** EXERCISE TEXT **
# Resi installation



## s.kelly (Mar 20, 2009)

Helping a friend with some rewiring in exchange for help with some 5/8 gyp. sheathing on my house later. Think I get the better deal on that:thumbsup:

Much of the original install is intact and in goood condition. Have not done any research, but the house, area, and a few other things make me think 30's.

First pics just wiring methods, some fixture pics and a disconnect I'll add in a reply to this post.


----------



## oldtimer (Jun 10, 2010)

s.kelly said:


> Helping a friend with some rewiring in exchange for help with some 5/8 gyp. sheathing on my house later. Think I get the better deal on that:thumbsup:
> 
> Much of the original install is intact and in goood condition. Have not done any research, but the house, area, and a few other things make me think 30's.
> 
> First pics just wiring methods, some fixture pics and a disconnect I'll add in a reply to this post.


 K & T. Knob and Tube wiring.

In some older houses, it is still found, and fully functional.

I personally, recommend to H O s, to have it replaced.

Here, we can't tap into it, to extend a circuit. Not accepted.


----------



## s.kelly (Mar 20, 2009)

Fixtures still being used until this week. There are 2 2 lamp and one of the 3 lamp all the same style. Going to see if I can find new lampholders to reqire them before we reinstall. 

Got an old house myself, so I am envious of all this old stuff still in the place. My place only has original trim, doors and most of the windows.


----------



## Island Electric (May 9, 2011)

Yeah that is terrible!

I have a kitchen remodel coming up (Gutted) at the end of July where I know when they open the ceiling we are going to see it. The bad part is this person has no idea what he is getting himself into. With the kitchen going on I'm not sure he will be able to handle the cost of the extras. I know it will not pass inspection if the inspector sees it. Or does that mean it existing if I do not touch it?????? LOL:laughing:


----------



## ohiosparky99 (Nov 12, 2009)

Also remember that knob and tube can't have that blown in insulation around it, I know it happens all the time, but just a heads up


----------



## user4818 (Jan 15, 2009)

My old boss used to call those pendant lights that often have a metal shell socket a "suicide light." :laughing:


----------



## oldtimer (Jun 10, 2010)

Peter D said:


> My old boss used to call those pendant lights that often have a metal shell socket a "suicide light." :laughing:


 You still see them in older cop movies, when they are trying to get the perp to confess! Just before they bring out the rubber hoses! :laughing:


----------



## BrianA (Dec 28, 2010)

No longer code, but in it's original state was one of the safest wiring methods.


----------



## s.kelly (Mar 20, 2009)

I agree with BrianA really a safe wiring method, even though outdated. This particular installation is in really good condition, with the exception of one or two poor splices to modern wiring methods.

The one or two splices, insulation around ithe K&T, and ease of access led me to recommend they rewire it, though when budget allows 70 or 80 year old wiring is due no matter what. The system was functioning and has not showed any signs of problems so far.

** DATA SHOWN **
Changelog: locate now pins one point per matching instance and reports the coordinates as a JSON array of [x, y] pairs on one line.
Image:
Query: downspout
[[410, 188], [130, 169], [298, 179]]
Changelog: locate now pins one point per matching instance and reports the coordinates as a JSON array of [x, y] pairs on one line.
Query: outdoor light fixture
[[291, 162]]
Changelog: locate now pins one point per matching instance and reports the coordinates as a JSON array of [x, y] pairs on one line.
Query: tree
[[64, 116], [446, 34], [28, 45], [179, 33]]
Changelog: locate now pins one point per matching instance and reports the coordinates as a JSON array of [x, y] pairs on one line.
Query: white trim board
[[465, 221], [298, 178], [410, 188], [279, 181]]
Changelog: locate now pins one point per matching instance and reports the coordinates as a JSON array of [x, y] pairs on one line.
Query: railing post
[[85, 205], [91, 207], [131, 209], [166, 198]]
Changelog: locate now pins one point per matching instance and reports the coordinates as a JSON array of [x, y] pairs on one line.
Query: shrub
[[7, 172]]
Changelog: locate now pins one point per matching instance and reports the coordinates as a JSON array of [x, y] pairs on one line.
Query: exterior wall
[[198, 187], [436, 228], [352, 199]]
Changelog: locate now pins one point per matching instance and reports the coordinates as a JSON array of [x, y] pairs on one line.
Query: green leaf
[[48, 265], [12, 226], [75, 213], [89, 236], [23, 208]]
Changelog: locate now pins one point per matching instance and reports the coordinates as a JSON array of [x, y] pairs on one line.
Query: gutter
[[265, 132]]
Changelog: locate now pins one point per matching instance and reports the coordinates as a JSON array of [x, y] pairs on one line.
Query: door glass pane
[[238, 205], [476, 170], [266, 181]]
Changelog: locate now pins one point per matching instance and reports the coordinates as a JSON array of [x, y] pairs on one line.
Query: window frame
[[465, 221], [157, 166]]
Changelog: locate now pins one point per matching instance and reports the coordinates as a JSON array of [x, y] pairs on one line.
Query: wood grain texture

** DIRECTIONS **
[A] According to the wiring thread, what kind of insulation can't be put around knob and tube wiring?
[B] Reproduce the part of the wiring thread starting with "Also remember that" and going on through "(Jan 15, 2009)".
You won't need the data for this.

** ANSWERS PER TASK **
[A] Blown-in insulation.

[B]
Also remember that knob and tube can't have that blown in insulation around it, I know it happens all the time, but just a heads up


----------



## user4818 (Jan 15, 2009)